Directions:
Copy out, word for word, the lines from the one containing "Can you find the leafy" through the one containing "pixel 501 190", including both of these lines.

--- Begin Records to process ---

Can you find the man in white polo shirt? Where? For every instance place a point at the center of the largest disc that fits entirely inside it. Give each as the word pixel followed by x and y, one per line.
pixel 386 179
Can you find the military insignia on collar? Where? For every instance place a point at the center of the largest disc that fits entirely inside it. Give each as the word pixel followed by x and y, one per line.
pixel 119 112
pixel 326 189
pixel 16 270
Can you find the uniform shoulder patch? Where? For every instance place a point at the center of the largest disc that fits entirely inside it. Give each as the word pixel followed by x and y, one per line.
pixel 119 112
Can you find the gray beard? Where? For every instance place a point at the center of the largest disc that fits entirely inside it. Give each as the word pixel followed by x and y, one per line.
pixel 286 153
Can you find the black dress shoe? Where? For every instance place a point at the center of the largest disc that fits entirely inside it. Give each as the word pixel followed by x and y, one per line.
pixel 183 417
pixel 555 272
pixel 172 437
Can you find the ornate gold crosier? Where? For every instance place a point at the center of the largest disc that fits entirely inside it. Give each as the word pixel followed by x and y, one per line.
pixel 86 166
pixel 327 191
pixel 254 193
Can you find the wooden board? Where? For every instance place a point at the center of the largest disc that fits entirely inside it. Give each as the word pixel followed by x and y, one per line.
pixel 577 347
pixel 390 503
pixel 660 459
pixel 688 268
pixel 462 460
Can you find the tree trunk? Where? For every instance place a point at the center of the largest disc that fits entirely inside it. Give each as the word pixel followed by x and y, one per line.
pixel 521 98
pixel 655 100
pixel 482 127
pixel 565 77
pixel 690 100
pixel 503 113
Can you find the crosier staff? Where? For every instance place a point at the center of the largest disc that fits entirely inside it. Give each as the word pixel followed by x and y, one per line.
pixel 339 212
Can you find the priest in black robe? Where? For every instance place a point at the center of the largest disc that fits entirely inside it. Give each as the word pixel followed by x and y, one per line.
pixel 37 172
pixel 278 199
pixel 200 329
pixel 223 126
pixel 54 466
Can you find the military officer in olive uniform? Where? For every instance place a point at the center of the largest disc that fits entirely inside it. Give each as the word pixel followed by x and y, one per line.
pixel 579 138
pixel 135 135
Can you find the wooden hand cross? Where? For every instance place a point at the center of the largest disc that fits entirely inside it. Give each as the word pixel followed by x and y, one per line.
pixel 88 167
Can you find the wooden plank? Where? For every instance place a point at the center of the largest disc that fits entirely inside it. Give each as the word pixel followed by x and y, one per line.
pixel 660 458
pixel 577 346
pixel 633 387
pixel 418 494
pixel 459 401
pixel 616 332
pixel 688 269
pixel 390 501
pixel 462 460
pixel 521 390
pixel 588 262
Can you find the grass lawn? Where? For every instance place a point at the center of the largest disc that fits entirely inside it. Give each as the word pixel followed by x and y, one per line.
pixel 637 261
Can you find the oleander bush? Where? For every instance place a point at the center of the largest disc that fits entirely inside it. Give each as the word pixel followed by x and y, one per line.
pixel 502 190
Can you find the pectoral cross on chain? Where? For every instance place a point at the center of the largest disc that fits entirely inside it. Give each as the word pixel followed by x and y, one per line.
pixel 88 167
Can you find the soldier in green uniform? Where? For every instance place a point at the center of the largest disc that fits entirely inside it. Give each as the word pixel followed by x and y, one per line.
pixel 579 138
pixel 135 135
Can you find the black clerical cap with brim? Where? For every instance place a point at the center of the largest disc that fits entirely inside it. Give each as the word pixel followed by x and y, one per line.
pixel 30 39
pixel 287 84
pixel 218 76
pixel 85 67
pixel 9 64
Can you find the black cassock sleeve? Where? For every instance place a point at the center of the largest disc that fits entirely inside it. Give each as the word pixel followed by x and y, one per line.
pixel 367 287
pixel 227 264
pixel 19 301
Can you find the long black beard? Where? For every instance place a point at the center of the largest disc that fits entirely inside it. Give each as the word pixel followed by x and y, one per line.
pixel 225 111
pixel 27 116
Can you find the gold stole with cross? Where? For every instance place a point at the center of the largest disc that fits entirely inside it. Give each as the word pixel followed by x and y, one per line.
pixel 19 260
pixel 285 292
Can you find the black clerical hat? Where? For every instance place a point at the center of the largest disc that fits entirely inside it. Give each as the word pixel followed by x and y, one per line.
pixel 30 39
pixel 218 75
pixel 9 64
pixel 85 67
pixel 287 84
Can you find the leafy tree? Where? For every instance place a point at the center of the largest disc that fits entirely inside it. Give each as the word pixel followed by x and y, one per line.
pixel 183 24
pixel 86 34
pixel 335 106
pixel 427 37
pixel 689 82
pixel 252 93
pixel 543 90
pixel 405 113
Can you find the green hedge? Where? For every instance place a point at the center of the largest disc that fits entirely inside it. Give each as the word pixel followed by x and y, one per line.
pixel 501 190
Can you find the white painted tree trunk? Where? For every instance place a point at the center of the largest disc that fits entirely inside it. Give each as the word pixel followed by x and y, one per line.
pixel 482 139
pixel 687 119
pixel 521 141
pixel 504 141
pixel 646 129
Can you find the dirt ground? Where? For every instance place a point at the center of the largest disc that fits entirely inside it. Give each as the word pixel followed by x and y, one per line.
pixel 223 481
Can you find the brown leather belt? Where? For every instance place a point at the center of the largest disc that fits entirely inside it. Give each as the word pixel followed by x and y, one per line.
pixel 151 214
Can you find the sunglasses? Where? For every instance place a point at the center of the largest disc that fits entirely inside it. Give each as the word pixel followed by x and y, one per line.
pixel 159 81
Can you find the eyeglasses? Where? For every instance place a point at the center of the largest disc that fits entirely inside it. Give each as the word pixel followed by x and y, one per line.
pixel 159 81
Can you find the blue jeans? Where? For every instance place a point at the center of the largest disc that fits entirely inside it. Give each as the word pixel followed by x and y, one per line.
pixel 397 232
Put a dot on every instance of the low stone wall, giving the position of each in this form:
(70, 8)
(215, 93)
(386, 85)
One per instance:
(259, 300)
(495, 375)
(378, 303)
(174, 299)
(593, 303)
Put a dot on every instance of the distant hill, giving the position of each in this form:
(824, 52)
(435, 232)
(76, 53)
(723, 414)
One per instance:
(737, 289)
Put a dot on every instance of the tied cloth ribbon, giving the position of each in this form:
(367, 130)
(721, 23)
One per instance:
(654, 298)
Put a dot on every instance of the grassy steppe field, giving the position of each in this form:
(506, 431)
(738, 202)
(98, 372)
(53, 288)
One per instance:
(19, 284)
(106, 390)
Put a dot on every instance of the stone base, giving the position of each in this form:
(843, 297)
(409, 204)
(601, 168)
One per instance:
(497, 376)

--- End Records to process ---
--- Begin Records to process ---

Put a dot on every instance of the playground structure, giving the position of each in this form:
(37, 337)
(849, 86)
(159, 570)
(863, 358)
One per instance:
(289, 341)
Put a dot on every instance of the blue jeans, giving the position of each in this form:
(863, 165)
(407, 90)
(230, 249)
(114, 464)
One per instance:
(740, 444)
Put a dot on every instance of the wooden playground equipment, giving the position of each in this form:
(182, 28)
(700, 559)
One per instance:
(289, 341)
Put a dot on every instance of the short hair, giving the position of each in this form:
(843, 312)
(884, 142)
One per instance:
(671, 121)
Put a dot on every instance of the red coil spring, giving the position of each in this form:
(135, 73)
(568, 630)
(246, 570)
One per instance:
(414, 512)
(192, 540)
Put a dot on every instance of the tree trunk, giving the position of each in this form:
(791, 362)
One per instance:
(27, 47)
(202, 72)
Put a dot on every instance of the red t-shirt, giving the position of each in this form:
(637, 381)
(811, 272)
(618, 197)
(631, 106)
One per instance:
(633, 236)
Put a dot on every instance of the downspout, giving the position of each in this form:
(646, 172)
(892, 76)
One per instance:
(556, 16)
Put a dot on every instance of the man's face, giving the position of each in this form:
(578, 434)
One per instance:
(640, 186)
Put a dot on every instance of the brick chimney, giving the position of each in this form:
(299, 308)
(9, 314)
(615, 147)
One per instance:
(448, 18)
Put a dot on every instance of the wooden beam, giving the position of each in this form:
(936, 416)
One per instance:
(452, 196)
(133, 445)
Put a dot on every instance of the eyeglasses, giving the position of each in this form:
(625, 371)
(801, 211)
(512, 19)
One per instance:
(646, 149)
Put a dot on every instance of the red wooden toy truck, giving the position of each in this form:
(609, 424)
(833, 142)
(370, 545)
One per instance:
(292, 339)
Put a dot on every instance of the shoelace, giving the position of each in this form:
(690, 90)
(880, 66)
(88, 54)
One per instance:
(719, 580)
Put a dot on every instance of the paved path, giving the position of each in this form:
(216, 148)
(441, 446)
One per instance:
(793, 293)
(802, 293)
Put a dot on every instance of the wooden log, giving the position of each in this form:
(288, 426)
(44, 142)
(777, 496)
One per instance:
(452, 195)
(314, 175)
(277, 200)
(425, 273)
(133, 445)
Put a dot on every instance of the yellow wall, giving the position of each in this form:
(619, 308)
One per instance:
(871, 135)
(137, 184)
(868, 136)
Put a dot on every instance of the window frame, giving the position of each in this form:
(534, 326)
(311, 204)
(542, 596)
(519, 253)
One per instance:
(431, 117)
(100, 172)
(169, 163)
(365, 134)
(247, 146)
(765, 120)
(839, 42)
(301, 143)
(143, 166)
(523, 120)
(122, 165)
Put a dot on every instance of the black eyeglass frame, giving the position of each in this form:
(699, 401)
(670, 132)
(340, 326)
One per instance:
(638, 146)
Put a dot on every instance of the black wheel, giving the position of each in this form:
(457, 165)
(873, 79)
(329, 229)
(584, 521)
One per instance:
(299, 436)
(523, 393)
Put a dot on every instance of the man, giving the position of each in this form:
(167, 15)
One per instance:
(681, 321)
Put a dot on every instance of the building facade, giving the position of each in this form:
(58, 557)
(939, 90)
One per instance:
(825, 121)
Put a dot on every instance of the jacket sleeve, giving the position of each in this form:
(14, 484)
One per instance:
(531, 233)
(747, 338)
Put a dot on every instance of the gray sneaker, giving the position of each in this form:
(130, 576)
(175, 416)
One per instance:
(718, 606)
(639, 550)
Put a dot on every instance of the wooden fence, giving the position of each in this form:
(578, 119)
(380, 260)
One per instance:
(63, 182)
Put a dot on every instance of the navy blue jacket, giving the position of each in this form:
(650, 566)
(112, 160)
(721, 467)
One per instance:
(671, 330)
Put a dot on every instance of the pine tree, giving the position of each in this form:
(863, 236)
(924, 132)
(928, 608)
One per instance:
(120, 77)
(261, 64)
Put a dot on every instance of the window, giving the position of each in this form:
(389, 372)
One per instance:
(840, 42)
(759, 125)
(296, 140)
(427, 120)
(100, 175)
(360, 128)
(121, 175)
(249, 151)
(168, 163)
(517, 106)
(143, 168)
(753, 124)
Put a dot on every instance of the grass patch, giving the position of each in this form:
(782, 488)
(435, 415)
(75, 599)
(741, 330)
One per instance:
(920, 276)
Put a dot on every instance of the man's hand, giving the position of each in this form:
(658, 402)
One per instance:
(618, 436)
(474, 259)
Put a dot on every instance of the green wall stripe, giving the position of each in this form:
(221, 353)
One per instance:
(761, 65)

--- End Records to process ---
--- Begin Records to process ---

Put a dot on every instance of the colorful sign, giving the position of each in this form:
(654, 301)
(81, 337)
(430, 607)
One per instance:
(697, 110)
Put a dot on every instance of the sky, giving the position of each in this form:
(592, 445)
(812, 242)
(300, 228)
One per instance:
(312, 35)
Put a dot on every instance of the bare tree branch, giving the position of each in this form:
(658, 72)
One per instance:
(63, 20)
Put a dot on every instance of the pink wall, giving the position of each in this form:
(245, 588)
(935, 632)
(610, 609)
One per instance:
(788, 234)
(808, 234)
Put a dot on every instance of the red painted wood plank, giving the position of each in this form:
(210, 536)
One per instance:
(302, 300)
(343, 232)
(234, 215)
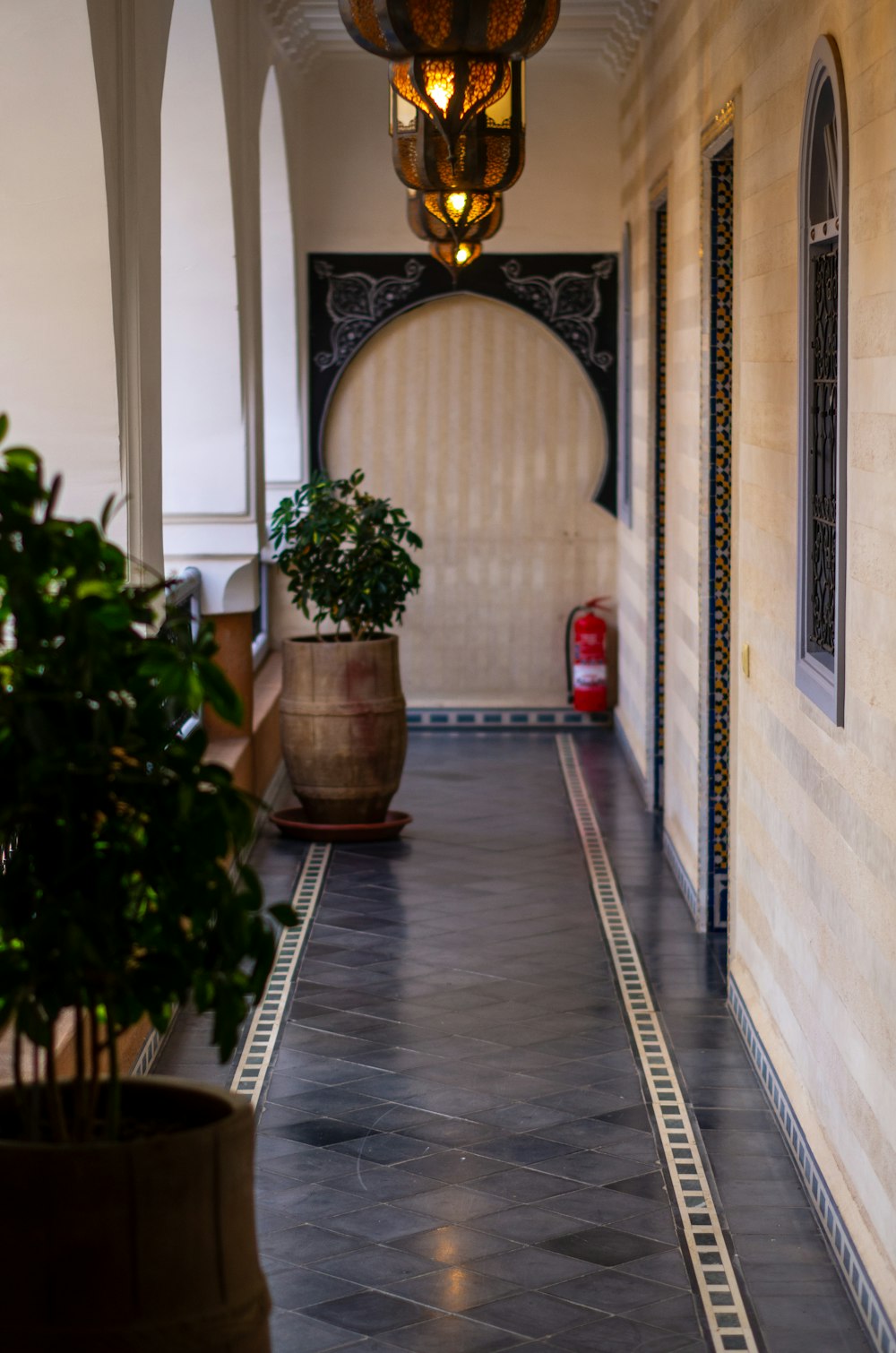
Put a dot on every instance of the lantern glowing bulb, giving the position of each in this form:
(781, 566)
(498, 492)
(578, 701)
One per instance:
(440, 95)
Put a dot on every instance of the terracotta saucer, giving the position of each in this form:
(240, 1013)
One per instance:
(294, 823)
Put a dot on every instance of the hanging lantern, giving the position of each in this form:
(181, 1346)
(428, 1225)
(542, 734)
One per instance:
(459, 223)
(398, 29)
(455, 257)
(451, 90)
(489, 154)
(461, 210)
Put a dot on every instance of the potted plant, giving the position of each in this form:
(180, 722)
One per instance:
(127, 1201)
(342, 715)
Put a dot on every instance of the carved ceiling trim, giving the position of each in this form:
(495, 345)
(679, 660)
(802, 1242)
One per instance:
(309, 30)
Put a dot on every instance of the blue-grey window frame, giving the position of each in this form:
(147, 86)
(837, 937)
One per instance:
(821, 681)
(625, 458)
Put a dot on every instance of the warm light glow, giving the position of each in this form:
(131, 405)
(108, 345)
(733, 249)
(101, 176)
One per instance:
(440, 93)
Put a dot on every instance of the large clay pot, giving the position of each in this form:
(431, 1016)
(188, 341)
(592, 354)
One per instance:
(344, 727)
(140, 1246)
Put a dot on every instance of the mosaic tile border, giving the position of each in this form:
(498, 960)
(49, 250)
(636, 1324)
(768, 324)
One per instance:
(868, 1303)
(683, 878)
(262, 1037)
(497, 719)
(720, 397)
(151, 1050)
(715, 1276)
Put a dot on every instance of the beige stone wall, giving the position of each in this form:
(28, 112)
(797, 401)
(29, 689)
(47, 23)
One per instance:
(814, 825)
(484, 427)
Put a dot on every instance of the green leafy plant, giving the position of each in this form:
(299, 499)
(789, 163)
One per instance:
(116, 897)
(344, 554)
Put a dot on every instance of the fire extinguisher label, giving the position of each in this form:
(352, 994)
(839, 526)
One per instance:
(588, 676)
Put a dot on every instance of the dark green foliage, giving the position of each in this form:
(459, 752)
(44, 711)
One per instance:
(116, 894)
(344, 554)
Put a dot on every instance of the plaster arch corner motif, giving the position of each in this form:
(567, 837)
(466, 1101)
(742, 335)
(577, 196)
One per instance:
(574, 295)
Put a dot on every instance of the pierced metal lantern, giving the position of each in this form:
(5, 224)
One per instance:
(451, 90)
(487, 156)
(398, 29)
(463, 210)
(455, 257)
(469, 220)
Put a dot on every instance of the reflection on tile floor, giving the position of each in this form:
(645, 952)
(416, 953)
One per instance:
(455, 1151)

--- End Records to process ---

Solution below:
Can you find the leafy tree? Where? For every instance place a point at the center of the largest disc that fits entirely inside it. Give each as the word pixel followed by x and y, one per line.
pixel 183 24
pixel 86 34
pixel 335 106
pixel 427 37
pixel 689 82
pixel 252 93
pixel 543 90
pixel 405 113
Can you find the green hedge? Where? For every instance place a point at the center of the largest disc that fits entirely inside it. Give each as the word pixel followed by x and y, one per line.
pixel 501 190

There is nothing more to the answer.